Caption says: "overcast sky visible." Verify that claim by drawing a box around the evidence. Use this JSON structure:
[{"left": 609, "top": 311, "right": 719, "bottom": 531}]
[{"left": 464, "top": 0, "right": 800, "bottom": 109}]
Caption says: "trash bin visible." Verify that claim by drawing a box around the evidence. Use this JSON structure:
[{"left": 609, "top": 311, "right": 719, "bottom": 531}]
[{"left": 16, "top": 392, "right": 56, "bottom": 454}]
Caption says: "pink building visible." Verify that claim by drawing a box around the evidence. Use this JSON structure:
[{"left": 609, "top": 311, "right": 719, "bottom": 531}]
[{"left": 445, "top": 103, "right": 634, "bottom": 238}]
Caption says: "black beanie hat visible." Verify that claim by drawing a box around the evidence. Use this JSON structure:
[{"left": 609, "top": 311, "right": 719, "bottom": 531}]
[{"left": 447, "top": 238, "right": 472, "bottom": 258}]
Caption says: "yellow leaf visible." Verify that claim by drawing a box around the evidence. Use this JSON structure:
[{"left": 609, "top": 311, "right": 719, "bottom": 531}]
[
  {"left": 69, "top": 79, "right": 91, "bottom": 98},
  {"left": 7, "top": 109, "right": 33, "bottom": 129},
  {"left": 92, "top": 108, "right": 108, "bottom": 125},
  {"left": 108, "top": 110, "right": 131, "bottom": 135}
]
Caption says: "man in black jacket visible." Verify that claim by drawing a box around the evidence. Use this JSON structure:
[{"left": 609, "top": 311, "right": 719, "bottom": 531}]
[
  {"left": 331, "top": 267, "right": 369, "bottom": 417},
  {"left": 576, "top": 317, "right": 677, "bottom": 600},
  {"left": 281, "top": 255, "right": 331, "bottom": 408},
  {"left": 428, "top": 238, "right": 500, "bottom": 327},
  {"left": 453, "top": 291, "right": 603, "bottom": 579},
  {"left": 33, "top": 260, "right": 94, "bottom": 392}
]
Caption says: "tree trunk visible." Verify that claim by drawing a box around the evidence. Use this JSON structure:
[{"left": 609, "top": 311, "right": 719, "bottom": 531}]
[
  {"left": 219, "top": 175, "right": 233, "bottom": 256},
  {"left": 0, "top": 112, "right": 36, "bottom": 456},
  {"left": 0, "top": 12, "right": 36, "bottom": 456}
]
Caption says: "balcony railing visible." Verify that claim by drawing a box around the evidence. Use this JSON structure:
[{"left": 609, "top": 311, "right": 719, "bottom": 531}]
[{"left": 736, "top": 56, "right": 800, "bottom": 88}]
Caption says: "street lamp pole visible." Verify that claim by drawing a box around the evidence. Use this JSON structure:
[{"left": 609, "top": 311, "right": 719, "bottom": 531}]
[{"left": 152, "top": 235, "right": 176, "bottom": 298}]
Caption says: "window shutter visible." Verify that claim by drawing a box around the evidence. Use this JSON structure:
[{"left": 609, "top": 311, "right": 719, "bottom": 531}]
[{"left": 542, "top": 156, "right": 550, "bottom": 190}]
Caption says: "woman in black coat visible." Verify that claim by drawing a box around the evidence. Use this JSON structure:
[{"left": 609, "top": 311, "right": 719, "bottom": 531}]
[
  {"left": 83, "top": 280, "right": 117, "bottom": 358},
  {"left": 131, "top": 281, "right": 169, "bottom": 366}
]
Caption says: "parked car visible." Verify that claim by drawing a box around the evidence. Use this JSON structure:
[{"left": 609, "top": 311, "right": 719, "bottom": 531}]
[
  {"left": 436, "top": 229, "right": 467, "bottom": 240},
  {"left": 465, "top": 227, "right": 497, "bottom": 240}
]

□ □ □ □ □

GIVEN EXERCISE >> Each line from the one containing "in black coat" to the end of the records should be echoed exactly, and no other line.

TASK RESPONSE >>
Caption says: "woman in black coat visible." Verify that claim by drawing a box around the evidence. Use this JSON structure:
[{"left": 609, "top": 311, "right": 719, "bottom": 531}]
[
  {"left": 83, "top": 280, "right": 117, "bottom": 358},
  {"left": 131, "top": 281, "right": 169, "bottom": 366}
]
Caption says: "parked car visible." Verify that claim by drawing a box around the evidence. Use this JSON structure:
[{"left": 609, "top": 311, "right": 719, "bottom": 531}]
[
  {"left": 436, "top": 229, "right": 467, "bottom": 240},
  {"left": 465, "top": 227, "right": 497, "bottom": 240}
]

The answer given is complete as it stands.